Determine how many lines in the records below contain the string "Trace" with case matching exactly, and report only that count.
□ □ □ □ □
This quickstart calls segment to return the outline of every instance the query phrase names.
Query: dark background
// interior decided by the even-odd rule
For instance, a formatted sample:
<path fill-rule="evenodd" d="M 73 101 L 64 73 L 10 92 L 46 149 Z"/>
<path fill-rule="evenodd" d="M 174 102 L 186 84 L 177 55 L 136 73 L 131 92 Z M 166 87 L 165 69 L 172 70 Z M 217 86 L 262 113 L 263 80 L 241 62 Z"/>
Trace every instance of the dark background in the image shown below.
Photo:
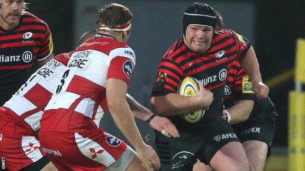
<path fill-rule="evenodd" d="M 90 2 L 90 0 L 86 0 Z M 96 1 L 97 0 L 96 0 Z M 39 18 L 44 19 L 49 25 L 52 33 L 53 39 L 54 43 L 54 54 L 58 55 L 60 53 L 70 51 L 74 49 L 75 42 L 73 42 L 73 20 L 77 20 L 75 18 L 75 14 L 77 12 L 75 11 L 75 6 L 76 0 L 25 0 L 26 2 L 29 2 L 28 4 L 29 7 L 28 11 Z M 97 0 L 101 2 L 101 5 L 94 7 L 93 9 L 96 10 L 96 17 L 97 17 L 97 9 L 101 8 L 105 4 L 104 0 Z M 119 0 L 113 1 L 115 2 Z M 141 2 L 149 3 L 148 0 L 130 0 L 129 3 Z M 155 3 L 161 3 L 162 1 L 151 0 Z M 176 4 L 182 0 L 167 0 L 164 1 L 168 5 L 170 4 Z M 196 1 L 188 1 L 195 2 Z M 229 1 L 214 0 L 218 3 L 224 2 L 227 3 Z M 254 21 L 255 26 L 254 28 L 255 40 L 253 46 L 255 48 L 257 56 L 261 66 L 261 70 L 263 80 L 267 80 L 272 77 L 291 69 L 294 66 L 295 45 L 296 39 L 298 38 L 305 38 L 305 19 L 304 19 L 304 9 L 305 9 L 305 0 L 234 0 L 234 2 L 242 4 L 245 2 L 251 2 L 255 4 L 255 16 Z M 141 3 L 141 4 L 142 4 Z M 208 2 L 208 3 L 211 4 Z M 125 4 L 123 3 L 123 4 Z M 162 4 L 162 3 L 160 4 Z M 187 3 L 190 4 L 190 3 Z M 131 6 L 131 5 L 129 5 Z M 185 9 L 187 6 L 183 5 L 182 9 Z M 96 8 L 95 8 L 96 7 Z M 162 6 L 164 8 L 165 12 L 171 10 L 171 6 L 168 5 Z M 143 7 L 143 9 L 144 7 Z M 131 9 L 132 11 L 132 9 Z M 232 9 L 234 10 L 235 9 Z M 149 10 L 149 11 L 148 11 Z M 144 11 L 143 12 L 149 12 L 149 6 L 145 6 Z M 133 12 L 133 11 L 132 11 Z M 219 10 L 220 13 L 221 11 Z M 174 13 L 182 14 L 183 10 L 175 11 Z M 95 12 L 95 11 L 94 11 Z M 134 18 L 137 17 L 137 19 L 145 19 L 141 18 L 141 14 L 133 13 Z M 84 14 L 84 13 L 83 13 Z M 136 16 L 136 14 L 137 15 Z M 229 15 L 226 14 L 226 15 Z M 240 14 L 240 15 L 243 15 Z M 225 19 L 227 16 L 223 15 L 224 19 L 225 28 L 226 25 Z M 151 19 L 153 19 L 153 16 L 152 16 Z M 140 18 L 140 19 L 139 19 Z M 170 20 L 166 19 L 160 20 L 161 23 L 170 22 Z M 95 19 L 94 19 L 94 20 Z M 246 20 L 246 19 L 245 19 Z M 157 22 L 158 21 L 157 20 Z M 147 22 L 147 20 L 145 21 Z M 232 24 L 232 23 L 231 23 Z M 235 24 L 235 23 L 234 23 Z M 240 22 L 236 24 L 242 24 Z M 94 26 L 94 25 L 92 25 Z M 242 25 L 241 25 L 242 26 Z M 181 25 L 179 26 L 182 27 Z M 180 29 L 181 28 L 179 28 Z M 84 30 L 84 31 L 85 31 Z M 164 31 L 160 30 L 159 31 Z M 169 30 L 166 30 L 169 31 Z M 131 36 L 135 36 L 137 34 L 143 34 L 143 32 L 133 32 Z M 146 35 L 141 35 L 145 37 Z M 152 35 L 151 35 L 152 36 Z M 170 35 L 168 35 L 170 36 Z M 179 36 L 180 36 L 180 35 Z M 174 39 L 179 37 L 175 38 Z M 162 39 L 166 39 L 166 37 L 161 37 L 160 42 L 156 42 L 156 43 L 161 43 Z M 165 49 L 169 47 L 168 46 Z M 139 51 L 138 49 L 133 48 L 136 53 Z M 160 53 L 161 54 L 165 52 L 163 50 Z M 157 61 L 159 60 L 160 57 L 156 59 Z M 149 61 L 146 61 L 148 65 Z M 156 72 L 157 62 L 152 65 L 155 68 L 155 72 Z M 142 65 L 142 64 L 139 64 Z M 136 69 L 136 74 L 141 76 L 139 73 L 139 71 Z M 152 76 L 154 78 L 155 76 Z M 153 80 L 151 78 L 144 77 L 141 80 L 141 82 L 144 86 L 148 87 L 150 89 L 152 86 L 151 82 Z M 136 80 L 131 80 L 131 85 L 137 85 Z M 136 83 L 134 83 L 136 82 Z M 138 86 L 139 86 L 138 85 Z M 270 89 L 269 96 L 274 102 L 277 107 L 277 110 L 279 114 L 279 117 L 277 123 L 277 129 L 274 138 L 273 144 L 275 146 L 287 146 L 287 94 L 289 91 L 294 89 L 294 84 L 293 77 L 290 77 L 288 81 L 282 82 L 277 86 Z M 139 92 L 139 93 L 140 93 Z M 136 99 L 143 104 L 147 107 L 149 108 L 149 96 L 146 96 L 144 99 L 142 96 L 137 94 L 135 90 L 131 93 L 132 95 L 136 97 Z M 109 114 L 108 114 L 109 115 Z M 115 127 L 111 119 L 109 116 L 102 121 L 102 123 L 105 124 L 103 128 L 111 132 L 115 131 L 111 131 Z M 106 120 L 105 120 L 106 119 Z M 140 127 L 144 128 L 144 131 L 141 131 L 142 135 L 145 135 L 147 133 L 152 133 L 151 130 L 147 131 L 147 124 L 141 122 L 137 122 Z M 117 135 L 116 133 L 114 133 Z M 122 134 L 119 133 L 117 136 L 121 137 Z M 152 141 L 150 143 L 153 143 Z"/>

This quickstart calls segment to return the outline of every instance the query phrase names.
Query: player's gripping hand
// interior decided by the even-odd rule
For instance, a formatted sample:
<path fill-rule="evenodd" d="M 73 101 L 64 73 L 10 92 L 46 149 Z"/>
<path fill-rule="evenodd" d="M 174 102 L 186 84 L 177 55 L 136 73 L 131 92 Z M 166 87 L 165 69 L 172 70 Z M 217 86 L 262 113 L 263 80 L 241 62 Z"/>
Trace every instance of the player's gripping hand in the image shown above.
<path fill-rule="evenodd" d="M 180 136 L 174 125 L 165 117 L 155 116 L 150 122 L 149 124 L 154 130 L 160 133 L 162 133 L 162 131 L 165 130 L 168 134 L 165 135 L 168 137 L 173 136 L 177 138 Z"/>
<path fill-rule="evenodd" d="M 160 168 L 161 164 L 157 153 L 152 147 L 144 144 L 141 147 L 136 149 L 139 157 L 143 162 L 148 165 L 153 171 L 157 171 Z"/>
<path fill-rule="evenodd" d="M 266 98 L 269 93 L 269 88 L 262 82 L 253 84 L 253 92 L 256 93 L 256 97 L 258 98 Z"/>
<path fill-rule="evenodd" d="M 202 81 L 199 81 L 199 94 L 198 96 L 201 98 L 202 100 L 202 108 L 206 111 L 209 110 L 209 106 L 214 100 L 213 93 L 210 90 L 203 87 L 203 83 Z"/>

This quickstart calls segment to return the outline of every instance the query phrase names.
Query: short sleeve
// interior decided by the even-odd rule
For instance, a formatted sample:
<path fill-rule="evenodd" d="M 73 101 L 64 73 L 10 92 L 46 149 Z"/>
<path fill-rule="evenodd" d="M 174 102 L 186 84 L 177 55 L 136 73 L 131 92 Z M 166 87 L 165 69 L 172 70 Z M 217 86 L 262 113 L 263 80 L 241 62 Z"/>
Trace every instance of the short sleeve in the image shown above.
<path fill-rule="evenodd" d="M 45 24 L 45 33 L 44 35 L 43 42 L 39 48 L 37 56 L 37 61 L 43 61 L 48 58 L 53 53 L 53 39 L 52 35 L 46 23 Z"/>
<path fill-rule="evenodd" d="M 256 95 L 252 91 L 252 83 L 243 69 L 237 70 L 233 92 L 234 101 L 256 99 Z"/>
<path fill-rule="evenodd" d="M 107 73 L 107 79 L 117 78 L 129 84 L 134 64 L 129 58 L 116 57 L 111 60 Z"/>
<path fill-rule="evenodd" d="M 183 75 L 181 68 L 174 60 L 162 59 L 160 62 L 158 74 L 152 88 L 152 96 L 175 93 Z"/>
<path fill-rule="evenodd" d="M 251 46 L 251 43 L 248 39 L 241 35 L 235 33 L 232 30 L 228 30 L 231 36 L 235 39 L 237 46 L 238 55 L 239 56 L 243 52 L 247 51 Z"/>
□ □ □ □ □
■ FINAL ANSWER: 3